Task details:
The finished copy should hold every entry exactly as given, and no pictures.

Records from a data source

-------

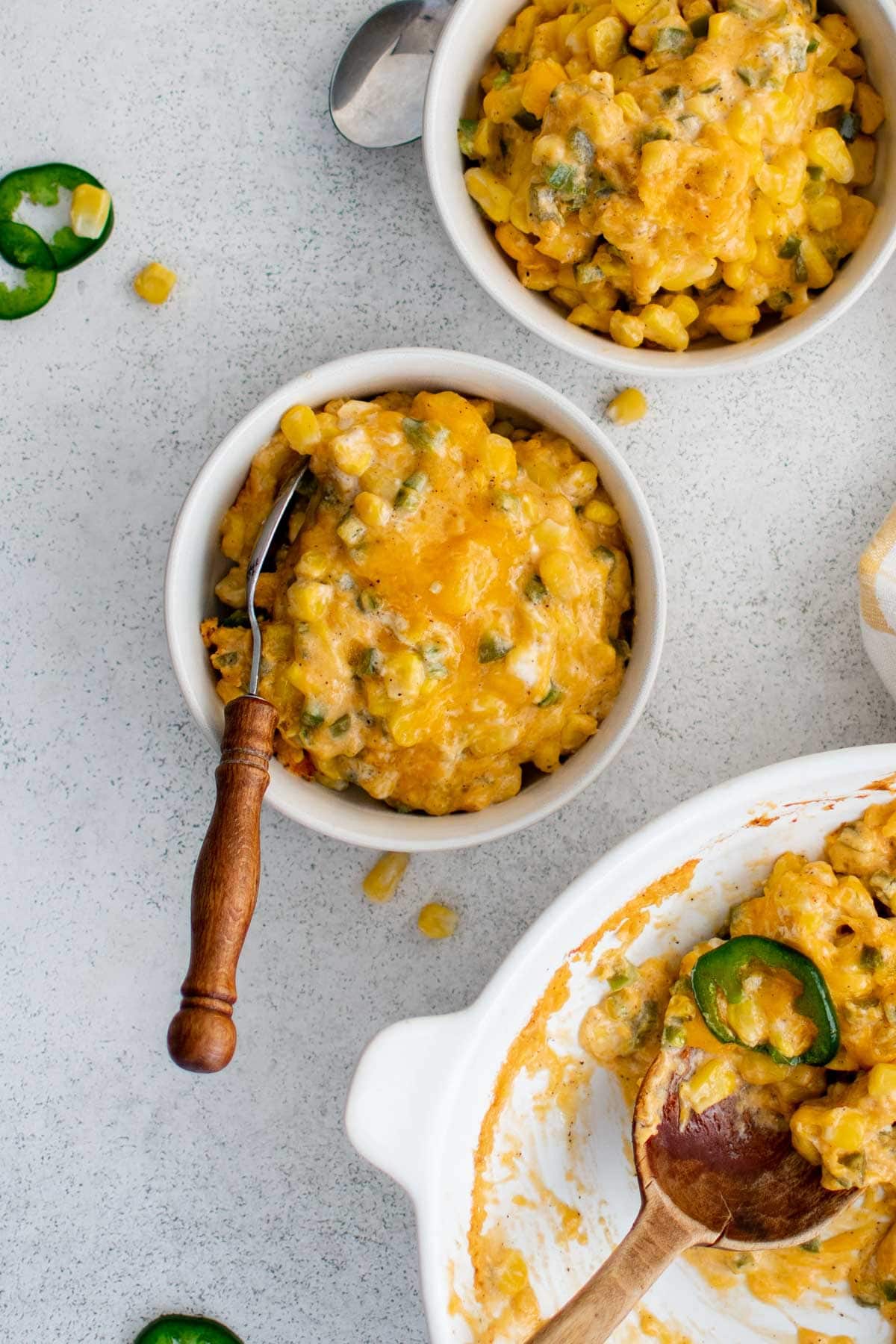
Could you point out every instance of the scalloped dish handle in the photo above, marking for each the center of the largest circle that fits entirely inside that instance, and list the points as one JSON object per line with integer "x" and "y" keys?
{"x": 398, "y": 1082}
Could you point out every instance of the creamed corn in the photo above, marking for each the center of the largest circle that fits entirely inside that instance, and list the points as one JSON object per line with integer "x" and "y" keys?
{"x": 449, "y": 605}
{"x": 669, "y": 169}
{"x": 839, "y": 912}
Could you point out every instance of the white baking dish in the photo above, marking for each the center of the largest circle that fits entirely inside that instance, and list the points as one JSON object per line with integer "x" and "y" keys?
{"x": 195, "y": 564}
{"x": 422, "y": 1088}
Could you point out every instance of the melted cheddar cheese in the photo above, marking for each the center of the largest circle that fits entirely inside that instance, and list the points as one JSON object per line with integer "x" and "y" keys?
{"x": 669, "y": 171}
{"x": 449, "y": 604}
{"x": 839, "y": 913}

-------

Exercise result:
Could you point out every instance of the scalloped dish handle in the photo above, marking for each the center of the largest circle that fits entirely inside that instance, and list the points as one JSON object per line with integer "x" and "y" keys?
{"x": 398, "y": 1082}
Could you point out every instance of the creamed corn in the photo above, marking for each the center of the largest circle that fits entirely inside that instance, and list the points as one JSON object per line with integer "x" and "y" keys?
{"x": 449, "y": 605}
{"x": 669, "y": 169}
{"x": 839, "y": 912}
Could you point out every instance of the white baking dish in the photo above, marking for each the center of the largest circle that fits entirely inside that instance, and list the points as one JSON object per line with integer "x" and "y" keys?
{"x": 195, "y": 564}
{"x": 422, "y": 1088}
Could you point out every instance of the melted cheddar cheese in the photo above, marking for each the center of the largest circle that fits entirely inside that instance, and list the points as one JSON object per line with integer "x" and "y" keys?
{"x": 669, "y": 171}
{"x": 449, "y": 604}
{"x": 839, "y": 913}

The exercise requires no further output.